# Posseses Posseses More Sses Than.......



## sparkie2182 (May 12, 2007)

???????


----------



## djringjr (Feb 11, 2008)

Mississippi


----------



## sparkie2182 (May 12, 2007)

Mississippi.....Possses

So true.


----------



## djringjr (Feb 11, 2008)

In American Morse "HORSES POSSIES" and "MISSOURIS SISSIES ARE SISSIER MISSISSIPPI SISSIES" are all dots.


----------



## sparkie2182 (May 12, 2007)

We dont have sissies in the UK...... except in Government .
A drawback when learning morse.



What was considered to be examination speed and commercial speed?

I used USCG stations as OBS and AMVER tx....all used side keys (bugs)?

I only used the straight "brasspounders" myself.

Almost always the USCG would immediately come-back with AA 00..... straight into the ships position and subsequent info.

Excellent operators throughout.....when i sailed with a junior r/o.....i always let them
work the USCG stations....great practice for them ....non too picky if the occasional "learners error" was made.


----------



## Ron Stringer (Mar 15, 2005)

djringjr said:


> In American Morse "HORSES POSSIES" and "MISSOURIS SISSIES ARE SISSIER MISSISSIPPI SISSIES" are all dots.


Are there not any dashes in American Morse for the letter 'P'?


----------



## Varley (Oct 1, 2006)

No, just like their 'M'.


----------



## Ron Stringer (Mar 15, 2005)

Varley said:


> No, just like their 'M'.


How skilled they must be to receive Morse that uses Silent Dash technology. Respect!

■ Task directions
Pick up the forum thread about Morse code after its last post and continue it.

■ Data shown
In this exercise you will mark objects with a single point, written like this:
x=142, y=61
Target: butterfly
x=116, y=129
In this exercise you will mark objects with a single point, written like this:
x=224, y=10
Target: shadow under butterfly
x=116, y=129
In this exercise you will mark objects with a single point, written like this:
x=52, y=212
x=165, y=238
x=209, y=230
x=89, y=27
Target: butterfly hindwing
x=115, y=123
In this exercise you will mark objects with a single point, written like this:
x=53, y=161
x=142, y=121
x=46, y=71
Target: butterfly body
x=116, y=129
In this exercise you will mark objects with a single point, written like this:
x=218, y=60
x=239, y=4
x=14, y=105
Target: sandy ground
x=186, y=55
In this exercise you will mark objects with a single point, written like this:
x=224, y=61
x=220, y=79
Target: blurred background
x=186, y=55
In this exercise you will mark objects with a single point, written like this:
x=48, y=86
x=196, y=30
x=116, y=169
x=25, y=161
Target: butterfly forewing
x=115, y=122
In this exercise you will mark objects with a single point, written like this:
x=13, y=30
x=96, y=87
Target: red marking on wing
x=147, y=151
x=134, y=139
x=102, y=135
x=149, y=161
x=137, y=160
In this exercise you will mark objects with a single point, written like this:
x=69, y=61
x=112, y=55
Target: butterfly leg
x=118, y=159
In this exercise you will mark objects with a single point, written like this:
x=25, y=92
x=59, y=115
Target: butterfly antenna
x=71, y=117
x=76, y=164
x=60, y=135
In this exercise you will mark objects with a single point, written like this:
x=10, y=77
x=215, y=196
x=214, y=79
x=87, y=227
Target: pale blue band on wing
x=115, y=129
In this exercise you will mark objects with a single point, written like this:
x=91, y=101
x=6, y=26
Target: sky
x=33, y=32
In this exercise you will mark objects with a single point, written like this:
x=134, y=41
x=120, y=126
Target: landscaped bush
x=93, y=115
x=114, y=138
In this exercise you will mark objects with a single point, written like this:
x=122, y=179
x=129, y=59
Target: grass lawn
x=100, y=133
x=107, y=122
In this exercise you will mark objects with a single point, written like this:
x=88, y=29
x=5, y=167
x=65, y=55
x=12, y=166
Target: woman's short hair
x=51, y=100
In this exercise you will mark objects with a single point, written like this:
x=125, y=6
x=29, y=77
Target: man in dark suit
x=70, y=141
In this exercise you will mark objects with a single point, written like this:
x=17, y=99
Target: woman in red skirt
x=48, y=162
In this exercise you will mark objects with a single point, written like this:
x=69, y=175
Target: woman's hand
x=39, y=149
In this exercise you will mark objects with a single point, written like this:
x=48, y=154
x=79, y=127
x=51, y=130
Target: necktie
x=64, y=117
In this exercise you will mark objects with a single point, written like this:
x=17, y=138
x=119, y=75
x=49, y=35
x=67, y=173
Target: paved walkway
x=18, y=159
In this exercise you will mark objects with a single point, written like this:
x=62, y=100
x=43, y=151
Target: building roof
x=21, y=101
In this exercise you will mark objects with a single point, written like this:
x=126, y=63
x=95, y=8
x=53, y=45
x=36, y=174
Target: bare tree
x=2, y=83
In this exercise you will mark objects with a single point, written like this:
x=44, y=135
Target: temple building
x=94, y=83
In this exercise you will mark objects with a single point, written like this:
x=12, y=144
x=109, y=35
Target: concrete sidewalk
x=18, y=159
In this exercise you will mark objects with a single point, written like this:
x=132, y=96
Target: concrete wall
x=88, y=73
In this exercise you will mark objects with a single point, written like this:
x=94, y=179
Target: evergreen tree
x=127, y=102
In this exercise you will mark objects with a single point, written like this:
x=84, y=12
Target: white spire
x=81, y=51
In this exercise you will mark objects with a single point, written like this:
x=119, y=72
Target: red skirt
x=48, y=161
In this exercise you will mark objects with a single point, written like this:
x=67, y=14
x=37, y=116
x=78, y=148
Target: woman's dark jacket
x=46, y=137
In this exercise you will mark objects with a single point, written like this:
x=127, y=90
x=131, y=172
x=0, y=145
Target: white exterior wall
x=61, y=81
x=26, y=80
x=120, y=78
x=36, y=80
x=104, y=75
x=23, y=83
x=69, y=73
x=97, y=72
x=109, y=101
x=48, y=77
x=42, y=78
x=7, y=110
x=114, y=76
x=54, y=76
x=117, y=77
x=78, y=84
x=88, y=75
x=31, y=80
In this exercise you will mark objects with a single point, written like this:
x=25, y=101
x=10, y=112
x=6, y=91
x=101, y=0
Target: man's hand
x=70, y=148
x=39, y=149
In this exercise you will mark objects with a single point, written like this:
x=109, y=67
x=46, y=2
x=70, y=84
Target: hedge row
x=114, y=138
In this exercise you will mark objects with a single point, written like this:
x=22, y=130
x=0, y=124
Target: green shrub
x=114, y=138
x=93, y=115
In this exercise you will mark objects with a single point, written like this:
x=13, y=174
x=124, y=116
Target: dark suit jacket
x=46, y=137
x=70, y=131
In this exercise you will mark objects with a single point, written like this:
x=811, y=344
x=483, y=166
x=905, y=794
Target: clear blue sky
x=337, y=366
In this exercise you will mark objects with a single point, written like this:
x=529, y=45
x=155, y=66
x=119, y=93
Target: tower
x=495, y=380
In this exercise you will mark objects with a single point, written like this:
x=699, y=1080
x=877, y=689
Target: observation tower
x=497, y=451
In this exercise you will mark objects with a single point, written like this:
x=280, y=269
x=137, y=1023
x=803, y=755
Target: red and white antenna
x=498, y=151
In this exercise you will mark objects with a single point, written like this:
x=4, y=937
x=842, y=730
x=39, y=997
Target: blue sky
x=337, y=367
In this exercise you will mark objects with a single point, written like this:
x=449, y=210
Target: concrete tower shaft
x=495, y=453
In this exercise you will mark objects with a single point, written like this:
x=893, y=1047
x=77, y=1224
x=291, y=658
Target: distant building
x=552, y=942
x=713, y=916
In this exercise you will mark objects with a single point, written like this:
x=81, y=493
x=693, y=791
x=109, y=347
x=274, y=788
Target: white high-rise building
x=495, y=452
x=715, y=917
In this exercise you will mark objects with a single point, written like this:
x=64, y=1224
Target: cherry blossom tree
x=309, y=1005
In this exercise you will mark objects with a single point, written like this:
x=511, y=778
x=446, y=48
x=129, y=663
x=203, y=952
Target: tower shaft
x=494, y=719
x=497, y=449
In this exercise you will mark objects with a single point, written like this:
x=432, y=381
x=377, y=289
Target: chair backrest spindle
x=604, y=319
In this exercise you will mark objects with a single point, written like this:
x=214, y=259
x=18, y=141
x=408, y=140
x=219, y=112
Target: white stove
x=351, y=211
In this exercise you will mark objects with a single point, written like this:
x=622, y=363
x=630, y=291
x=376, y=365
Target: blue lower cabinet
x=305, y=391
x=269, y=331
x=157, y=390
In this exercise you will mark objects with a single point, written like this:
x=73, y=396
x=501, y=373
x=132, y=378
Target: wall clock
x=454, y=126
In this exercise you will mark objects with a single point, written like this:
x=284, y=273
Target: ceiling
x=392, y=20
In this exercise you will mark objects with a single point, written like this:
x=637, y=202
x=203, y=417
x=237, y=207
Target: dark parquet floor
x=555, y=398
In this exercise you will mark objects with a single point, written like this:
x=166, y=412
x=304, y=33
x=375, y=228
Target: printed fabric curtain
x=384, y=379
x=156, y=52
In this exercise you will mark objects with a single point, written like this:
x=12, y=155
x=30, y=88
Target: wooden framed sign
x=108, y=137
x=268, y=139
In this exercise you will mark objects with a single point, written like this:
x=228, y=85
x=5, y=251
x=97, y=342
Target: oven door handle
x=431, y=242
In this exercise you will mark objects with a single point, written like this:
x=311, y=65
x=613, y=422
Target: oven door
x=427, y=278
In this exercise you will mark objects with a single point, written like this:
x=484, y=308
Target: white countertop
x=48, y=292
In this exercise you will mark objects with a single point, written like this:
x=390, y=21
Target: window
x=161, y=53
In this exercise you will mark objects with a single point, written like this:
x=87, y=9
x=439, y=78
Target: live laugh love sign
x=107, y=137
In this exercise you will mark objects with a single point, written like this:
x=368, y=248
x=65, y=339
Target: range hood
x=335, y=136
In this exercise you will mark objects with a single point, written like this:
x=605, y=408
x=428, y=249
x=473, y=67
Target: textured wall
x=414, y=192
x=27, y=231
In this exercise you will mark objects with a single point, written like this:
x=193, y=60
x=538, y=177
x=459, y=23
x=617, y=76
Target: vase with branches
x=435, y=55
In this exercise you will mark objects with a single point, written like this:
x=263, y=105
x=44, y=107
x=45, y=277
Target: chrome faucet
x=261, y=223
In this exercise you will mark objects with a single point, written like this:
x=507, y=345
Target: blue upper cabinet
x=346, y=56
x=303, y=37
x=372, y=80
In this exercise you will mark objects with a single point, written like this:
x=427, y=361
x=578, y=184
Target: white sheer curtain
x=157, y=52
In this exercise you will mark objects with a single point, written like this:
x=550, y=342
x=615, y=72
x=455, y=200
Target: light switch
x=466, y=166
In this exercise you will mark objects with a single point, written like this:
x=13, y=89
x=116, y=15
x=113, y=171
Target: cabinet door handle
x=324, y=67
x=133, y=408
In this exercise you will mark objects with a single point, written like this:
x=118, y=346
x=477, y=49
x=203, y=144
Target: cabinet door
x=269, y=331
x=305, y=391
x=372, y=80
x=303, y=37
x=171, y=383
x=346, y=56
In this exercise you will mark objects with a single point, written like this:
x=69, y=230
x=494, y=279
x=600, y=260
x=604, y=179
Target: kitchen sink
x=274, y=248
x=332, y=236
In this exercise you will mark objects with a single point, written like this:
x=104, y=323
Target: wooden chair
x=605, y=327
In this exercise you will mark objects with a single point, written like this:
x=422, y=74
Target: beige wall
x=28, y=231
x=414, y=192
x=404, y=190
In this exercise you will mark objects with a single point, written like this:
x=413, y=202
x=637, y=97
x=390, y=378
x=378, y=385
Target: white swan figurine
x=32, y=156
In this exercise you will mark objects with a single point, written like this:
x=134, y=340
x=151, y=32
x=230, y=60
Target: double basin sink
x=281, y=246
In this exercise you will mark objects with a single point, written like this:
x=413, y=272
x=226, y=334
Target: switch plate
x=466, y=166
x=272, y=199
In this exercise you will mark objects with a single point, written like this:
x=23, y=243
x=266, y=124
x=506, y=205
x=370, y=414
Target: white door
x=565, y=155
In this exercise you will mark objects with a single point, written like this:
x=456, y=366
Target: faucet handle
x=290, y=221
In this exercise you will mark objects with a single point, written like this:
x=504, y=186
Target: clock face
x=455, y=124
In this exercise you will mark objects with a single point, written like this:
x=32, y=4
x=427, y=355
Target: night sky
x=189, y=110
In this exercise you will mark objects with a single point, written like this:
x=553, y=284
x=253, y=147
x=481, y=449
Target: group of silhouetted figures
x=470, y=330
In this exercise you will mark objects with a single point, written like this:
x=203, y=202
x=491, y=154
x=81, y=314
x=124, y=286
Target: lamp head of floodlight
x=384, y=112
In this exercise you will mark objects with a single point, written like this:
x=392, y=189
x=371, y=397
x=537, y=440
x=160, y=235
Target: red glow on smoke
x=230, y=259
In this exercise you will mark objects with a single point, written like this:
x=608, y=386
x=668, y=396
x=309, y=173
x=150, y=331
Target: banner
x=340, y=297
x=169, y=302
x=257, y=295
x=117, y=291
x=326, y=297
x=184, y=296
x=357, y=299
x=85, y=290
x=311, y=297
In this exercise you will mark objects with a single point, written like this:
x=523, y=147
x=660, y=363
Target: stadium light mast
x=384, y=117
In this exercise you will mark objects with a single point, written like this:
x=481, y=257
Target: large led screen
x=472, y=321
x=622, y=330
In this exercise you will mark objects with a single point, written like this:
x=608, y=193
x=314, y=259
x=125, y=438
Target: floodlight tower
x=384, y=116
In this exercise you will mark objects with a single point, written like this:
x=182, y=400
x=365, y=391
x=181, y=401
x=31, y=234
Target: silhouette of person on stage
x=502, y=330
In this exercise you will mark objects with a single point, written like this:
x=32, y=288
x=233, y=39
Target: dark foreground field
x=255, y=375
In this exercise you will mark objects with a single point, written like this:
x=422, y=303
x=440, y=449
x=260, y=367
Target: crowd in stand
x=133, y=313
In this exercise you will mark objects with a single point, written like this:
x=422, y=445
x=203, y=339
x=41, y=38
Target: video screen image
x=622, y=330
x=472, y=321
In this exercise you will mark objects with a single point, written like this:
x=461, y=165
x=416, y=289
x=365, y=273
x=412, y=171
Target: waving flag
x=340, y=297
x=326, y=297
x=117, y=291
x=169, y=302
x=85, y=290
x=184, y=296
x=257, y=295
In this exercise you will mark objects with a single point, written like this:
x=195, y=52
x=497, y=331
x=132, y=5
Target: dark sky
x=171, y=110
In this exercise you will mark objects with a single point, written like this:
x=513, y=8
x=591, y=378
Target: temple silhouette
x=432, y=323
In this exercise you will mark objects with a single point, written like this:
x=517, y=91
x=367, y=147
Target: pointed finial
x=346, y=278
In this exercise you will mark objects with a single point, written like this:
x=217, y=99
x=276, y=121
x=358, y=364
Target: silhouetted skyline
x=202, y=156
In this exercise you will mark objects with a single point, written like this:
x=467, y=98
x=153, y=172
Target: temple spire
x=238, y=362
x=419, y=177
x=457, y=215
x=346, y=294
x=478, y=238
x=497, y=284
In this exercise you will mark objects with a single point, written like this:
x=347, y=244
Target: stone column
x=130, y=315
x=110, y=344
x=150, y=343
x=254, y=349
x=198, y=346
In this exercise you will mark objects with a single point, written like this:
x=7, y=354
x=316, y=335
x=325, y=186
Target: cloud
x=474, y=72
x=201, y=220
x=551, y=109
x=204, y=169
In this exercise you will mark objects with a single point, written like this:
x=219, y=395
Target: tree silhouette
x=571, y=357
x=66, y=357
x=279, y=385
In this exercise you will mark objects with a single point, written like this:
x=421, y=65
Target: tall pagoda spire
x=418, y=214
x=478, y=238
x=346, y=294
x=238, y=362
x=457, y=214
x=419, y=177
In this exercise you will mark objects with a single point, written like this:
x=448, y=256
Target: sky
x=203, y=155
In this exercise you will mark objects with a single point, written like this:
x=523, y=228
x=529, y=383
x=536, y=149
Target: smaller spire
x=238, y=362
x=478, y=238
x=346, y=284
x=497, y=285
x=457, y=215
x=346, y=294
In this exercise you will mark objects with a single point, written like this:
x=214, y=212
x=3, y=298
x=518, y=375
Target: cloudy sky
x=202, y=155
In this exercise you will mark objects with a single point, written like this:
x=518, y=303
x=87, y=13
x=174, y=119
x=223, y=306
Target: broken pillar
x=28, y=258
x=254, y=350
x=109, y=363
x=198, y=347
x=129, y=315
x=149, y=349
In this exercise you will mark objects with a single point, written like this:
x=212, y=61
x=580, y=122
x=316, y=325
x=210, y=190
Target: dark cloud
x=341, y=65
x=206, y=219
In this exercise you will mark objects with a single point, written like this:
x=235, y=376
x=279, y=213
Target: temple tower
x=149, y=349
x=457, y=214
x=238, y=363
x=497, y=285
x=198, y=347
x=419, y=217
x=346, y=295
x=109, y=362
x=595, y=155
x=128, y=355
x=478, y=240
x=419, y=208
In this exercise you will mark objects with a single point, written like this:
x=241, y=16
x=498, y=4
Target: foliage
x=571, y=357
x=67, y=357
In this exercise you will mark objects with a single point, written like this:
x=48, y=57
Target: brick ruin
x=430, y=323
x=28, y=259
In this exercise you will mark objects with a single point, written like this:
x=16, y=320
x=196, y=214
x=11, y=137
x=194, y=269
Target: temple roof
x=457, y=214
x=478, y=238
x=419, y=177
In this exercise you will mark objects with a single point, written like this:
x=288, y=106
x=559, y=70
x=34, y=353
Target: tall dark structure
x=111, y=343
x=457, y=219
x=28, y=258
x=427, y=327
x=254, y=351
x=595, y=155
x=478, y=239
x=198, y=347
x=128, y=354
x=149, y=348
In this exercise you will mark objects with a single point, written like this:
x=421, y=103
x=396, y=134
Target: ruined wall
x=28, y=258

■ The result
----------



## Troppo (Feb 18, 2010)

I sent many OBS to NRV on my first ship. They were very good.


----------



## sparkie2182 (May 12, 2007)

Obs.....great practice for the junior.

Bit of a pain for everyone else.


----------



## searover.don (Oct 21, 2021)

The word possesses possesses more S's than the word possessed possesses.


----------



## OzBoz (Dec 9, 2008)

djringjr said:


> Mississippi


Classlessnesses


----------



## Bill Cowe (10 mo ago)

djringjr said:


> In American Morse "HORSES POSSIES" and "MISSOURIS SISSIES ARE SISSIER MISSISSIPPI SISSIES" are all dots.


sorry they are not all dots - MOUR have dashes !


----------



## Bill Cowe (10 mo ago)

sparkie2182 said:


> We dont have sissies in the UK...... except in Government .
> A drawback when learning morse.
> 
> 
> ...


exam speed from memory was 20 wpm for 2nd class and 25 fir 1st class -using a sideswiper electronic key 40 wpm was easy and very clear


----------



## Varley (Oct 1, 2006)

Yes Ron, rather like the go I had at ArmuellesRadio on a bug key (a visit when we were parked there taking bananas). My clumsy attempts were met with a shrug and "who'se worried about a few extra dots"


----------



## searover.don (Oct 21, 2021)

searover.don said:


> The word possesses possesses more S's than the word possessed possesses.


This was a test for microphone sibilance not for my spelling


----------



## david.hopcroft (Jun 29, 2005)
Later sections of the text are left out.